Required action:
Find every line below where the string "blazer" shows up, and copy those lines.

[Task data Boundary: Start]

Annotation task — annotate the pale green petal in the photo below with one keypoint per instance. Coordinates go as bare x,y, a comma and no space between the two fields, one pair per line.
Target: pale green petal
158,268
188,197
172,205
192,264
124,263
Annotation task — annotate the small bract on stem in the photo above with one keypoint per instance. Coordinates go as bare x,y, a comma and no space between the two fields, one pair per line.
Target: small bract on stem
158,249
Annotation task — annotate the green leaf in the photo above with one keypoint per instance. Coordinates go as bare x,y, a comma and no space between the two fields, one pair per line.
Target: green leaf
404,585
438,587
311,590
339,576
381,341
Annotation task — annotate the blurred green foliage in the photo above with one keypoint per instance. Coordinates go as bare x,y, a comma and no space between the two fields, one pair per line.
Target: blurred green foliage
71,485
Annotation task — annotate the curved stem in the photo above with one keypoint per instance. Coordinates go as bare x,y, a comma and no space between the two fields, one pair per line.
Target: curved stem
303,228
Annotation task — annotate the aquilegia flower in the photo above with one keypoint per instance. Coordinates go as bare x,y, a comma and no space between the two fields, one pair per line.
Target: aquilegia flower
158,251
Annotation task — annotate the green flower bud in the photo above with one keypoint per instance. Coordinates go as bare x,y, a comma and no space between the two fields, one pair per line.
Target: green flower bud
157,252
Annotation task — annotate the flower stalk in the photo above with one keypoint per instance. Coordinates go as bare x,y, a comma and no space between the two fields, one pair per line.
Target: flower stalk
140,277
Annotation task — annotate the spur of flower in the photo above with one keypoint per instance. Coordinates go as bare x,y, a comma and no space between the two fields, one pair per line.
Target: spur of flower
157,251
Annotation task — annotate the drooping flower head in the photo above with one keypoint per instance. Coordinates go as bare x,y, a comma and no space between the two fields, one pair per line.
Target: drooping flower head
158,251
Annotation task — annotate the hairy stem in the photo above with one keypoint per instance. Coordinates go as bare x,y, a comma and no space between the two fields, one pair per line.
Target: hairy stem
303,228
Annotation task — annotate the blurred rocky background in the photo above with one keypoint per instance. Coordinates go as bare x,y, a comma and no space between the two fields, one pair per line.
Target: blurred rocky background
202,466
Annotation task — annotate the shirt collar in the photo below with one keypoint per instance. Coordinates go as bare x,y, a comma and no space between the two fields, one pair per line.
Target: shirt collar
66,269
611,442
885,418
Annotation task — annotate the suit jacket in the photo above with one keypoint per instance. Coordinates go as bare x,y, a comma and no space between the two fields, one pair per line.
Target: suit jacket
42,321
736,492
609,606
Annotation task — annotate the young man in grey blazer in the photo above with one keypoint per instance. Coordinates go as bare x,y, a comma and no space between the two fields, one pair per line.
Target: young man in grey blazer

[Task data Boundary: End]

Solved problem:
Annotation task — annotate the young man in grey blazer in the photo above with one keypoint per instance. Coordinates go as bare x,y, a comma and no space between the two fields, one pair per line.
Target: young man in grey blazer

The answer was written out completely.